§ **TASK MATERIAL**
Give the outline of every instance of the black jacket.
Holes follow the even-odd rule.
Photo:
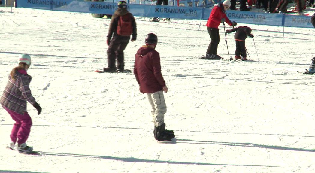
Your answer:
[[[228,31],[228,33],[229,33],[236,31],[236,32],[234,35],[234,38],[237,40],[244,41],[247,38],[247,36],[249,36],[250,35],[252,29],[247,26],[239,26],[226,31]]]

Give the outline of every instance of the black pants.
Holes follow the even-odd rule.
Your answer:
[[[207,27],[208,29],[208,33],[210,36],[211,41],[208,46],[208,49],[207,50],[207,54],[211,55],[214,54],[217,55],[217,51],[218,50],[218,45],[220,42],[220,34],[219,34],[219,29],[215,28]]]
[[[157,1],[157,5],[161,5],[162,4],[162,2],[163,5],[169,5],[169,0],[158,0],[158,1]]]
[[[115,68],[115,59],[117,60],[117,68],[123,70],[123,51],[129,42],[129,39],[119,36],[113,37],[107,49],[108,67]]]
[[[245,47],[245,41],[239,41],[235,40],[235,45],[236,49],[235,49],[235,55],[237,56],[240,56],[242,54],[242,57],[246,57],[246,48]]]

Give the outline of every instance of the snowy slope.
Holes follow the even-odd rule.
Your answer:
[[[5,149],[14,122],[0,109],[0,172],[315,171],[315,76],[296,72],[314,56],[314,29],[238,24],[253,29],[258,55],[252,39],[246,45],[255,61],[207,61],[198,58],[210,41],[206,21],[199,29],[200,20],[136,17],[138,37],[124,51],[125,68],[133,69],[146,35],[156,34],[169,88],[165,122],[176,136],[174,143],[161,144],[133,74],[94,72],[107,65],[110,20],[4,8],[0,18],[0,94],[19,55],[27,53],[31,88],[43,108],[38,115],[28,105],[27,143],[41,156]],[[219,29],[218,53],[227,59]],[[234,35],[227,39],[233,56]]]

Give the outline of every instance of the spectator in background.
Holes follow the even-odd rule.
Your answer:
[[[275,10],[279,13],[286,13],[289,3],[289,0],[280,0]]]
[[[235,5],[236,5],[236,0],[231,0],[231,6],[230,6],[230,9],[232,10],[236,10],[236,8],[235,8]]]
[[[241,11],[250,11],[250,9],[246,6],[247,0],[240,0],[239,10]]]
[[[112,17],[107,35],[107,67],[103,69],[106,72],[124,72],[123,51],[129,42],[131,35],[132,42],[135,41],[137,38],[135,20],[127,9],[127,3],[121,1],[117,5],[118,8]],[[118,25],[121,19],[125,22],[121,27]],[[117,68],[115,66],[116,59]]]
[[[205,59],[220,60],[221,59],[217,54],[218,45],[220,42],[220,34],[219,26],[221,22],[225,21],[230,26],[235,26],[236,22],[232,22],[225,14],[225,10],[229,9],[231,5],[230,0],[225,0],[222,3],[217,3],[211,10],[206,26],[211,41],[208,46]]]
[[[163,3],[163,5],[169,5],[169,0],[158,0],[157,1],[157,5],[162,5],[162,3]],[[169,18],[163,18],[163,20],[169,20],[170,19]],[[153,19],[152,19],[152,21],[153,22],[158,22],[160,20],[160,18],[159,17],[153,17]]]

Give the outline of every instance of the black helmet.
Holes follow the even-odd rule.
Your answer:
[[[148,34],[146,36],[146,43],[149,44],[158,43],[158,36],[153,33]]]
[[[120,1],[117,3],[118,8],[121,9],[125,8],[127,7],[127,3],[124,1]]]

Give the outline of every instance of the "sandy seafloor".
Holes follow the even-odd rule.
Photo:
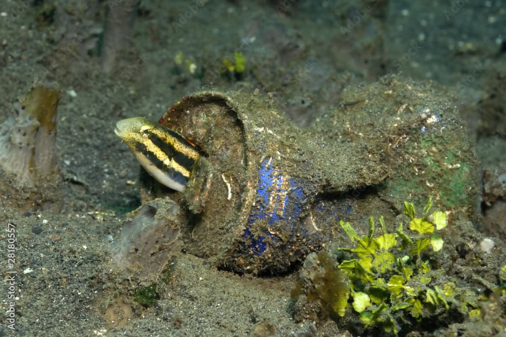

§ **TASK GOAL**
Pick out each line of the records that contains the word "every", and copy those lines. Case counts.

§ **SOLUTION TO THIS EXERCISE**
Give the outline of every instance of the black jacket.
Give the outline of every instance of the black pants.
Give the outline of every instance of the snowy slope.
Give the outline of every instance of the spectator in background.
Give the outline of every instance of the black helmet.
Give the outline of every instance of the "sandy seafloor".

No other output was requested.